▶ **Tasks and exercises**
• A. In the account of the Sheats family shooting below, why were Jason Sheats and both daughters present at the family consultation? Answer in one to three sentences.
• B. Resume the account of the Sheats family shooting below, starting after its final sentence.

▶ **Text section**
====

Madison, 17 and her sister Taylor Sheats, 22, were indeed the best friends that made their mother Christy Sheats so proud. Both young women worked in child care. Taylor was a student at Lone Star College, a talented artist. While her younger sister Madison would have been a senior at Seven Lakes High School this coming fall. Both young women were exceedingly beautiful, the typical picture of blond, blue-eyed, slender privilege emerging into adulthood from an intact family, with a comfortable future awaiting them.

That future will never arrive. Both sisters, whose physical resemblance to their equally beautiful mother, have predeceased their mother and their father. And the mother who loved her two beautiful daughters to proud distraction was the direct cause of their death. Their mother Christy, was a devoted gun owner, and knew how to find a target. The target on that day last week was her daughters.

This is a woman whose use of social media outlined her Second Amendment support amidst fears government was set to restrict her gun-owning rights.

Every time there is yet another iteration of mass killing by a shooter, be it an angry man feeling excluded from his own society, a schoolboy enraged at his lot in life as a social reject, a deranged malcontent, or an Islamist declaring !Allahu Akbar! the debate in America is renewed with passion, non-gun-lovers against gun aficionados, each declaring emotional concern for the healing of a society wedded to vigilante preparation should government become too officiously intolerable. That conversation spills across the border as a topic elsewhere in the world as well.

There had been a family consultation in the suburban Houston home of the Sheats family. Mother Sheats had been extremely upset over some perceived concerns, so her husband Jason and their daughters Madison and Taylor were all present to hear her out. At some juncture Christy Sheats drew her weapon and began using it on her daughters. As the three other family members attempted to escape her immediate proximity they ran outside.

Their mother followed, shooting one daughter in the street, though both young women had already been wounded, while still in the house. One of the daughters found destination death as she lay in the street while the second, taken to hospital, died there. After desperate 911 calls and police arrival, the mother had refused orders to surrender her weapon, and was shot dead herself.

====

▶ **Data section**
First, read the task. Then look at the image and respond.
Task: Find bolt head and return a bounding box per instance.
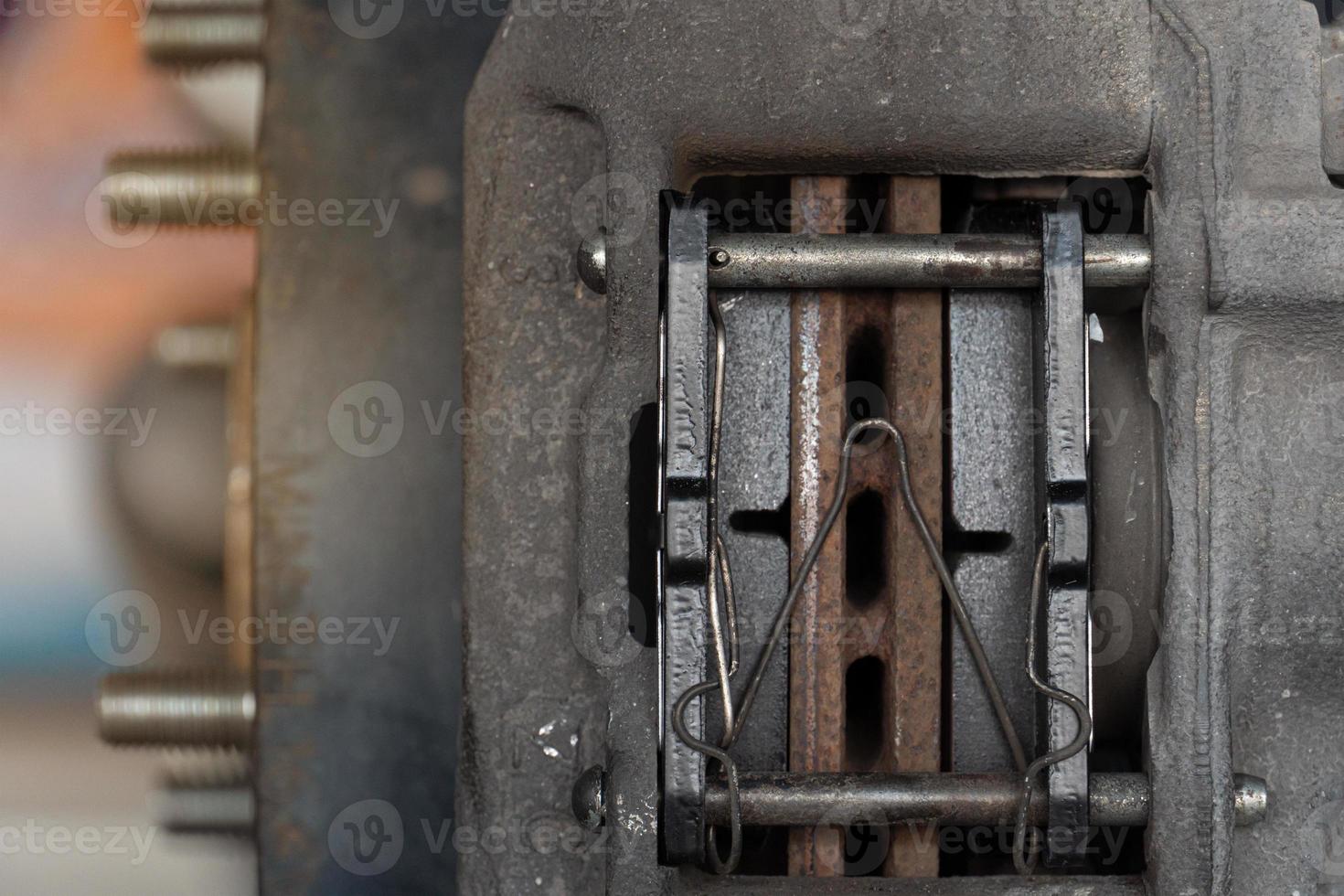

====

▶ **List of answers**
• A. Christy Sheats had been extremely upset over some perceived concerns. Her husband and their daughters Madison and Taylor were all there to hear her out.

• B.
"He felt Christy wanted him to suffer," said Sheriff Troy Nehls. "Christy knew how much he loved Taylor and Madison and how much they loved him."
The shooting reportedly happened on Jason Sheats' birthday.
Jason Sheats told police that he and his wife had been struggling with marital problems and had discussed divorce. The day of the shooting, he said his wife also got into a dispute with her eldest daughter, Taylor, reports KHOU. He said his wife wanted to ground Taylor and prevent her from seeing her fiance, whom she planned to marry Monday.
Jason Sheats told police he disagreed with his wife. He said she called a family meeting and the four had gathered in the living room. Jason Sheats told police he thought his wife would tell their daughters that the couple had decided to divorce. Instead, he said, she pulled out a gun from the couch cushions and opened fire, KHOU reports.
CBS News 
One of the countries where the issue of firearms availability and gun control is discussed is Canada, just across the border to the United States. Where a recent letter-writer to the editor explaining her position on the issue wrote from her home in British Columbia:
"I was befuddled when I read John E. Eisan's letter stating the thesis we 'share a common culture and ideology with the United States is so wrong ... Canadians do not want to own automatic rifles or ... Any kind of weapons'."
"He is wrong. I want to own both and I am a 60-year-old highly educated grandmother. This country is so vast, that should any attack on my person occur, again, I know the RCMP will get around to collecting my dead body and related evidence. They can't ensure my safety."
"Further, if or when North America is attacked again, people who are armed can defend themselves. (I was laughed at before 9/11 when I insisted on the value of a strong defence." Eisan obviously does not appreciate the right to bear arms in America. However, should an invasion occur, or a government resort to tyranny, the American people can form militias and fight back. Canadians are sitting ducks."
Linda Keays, Nanaimo, B.C.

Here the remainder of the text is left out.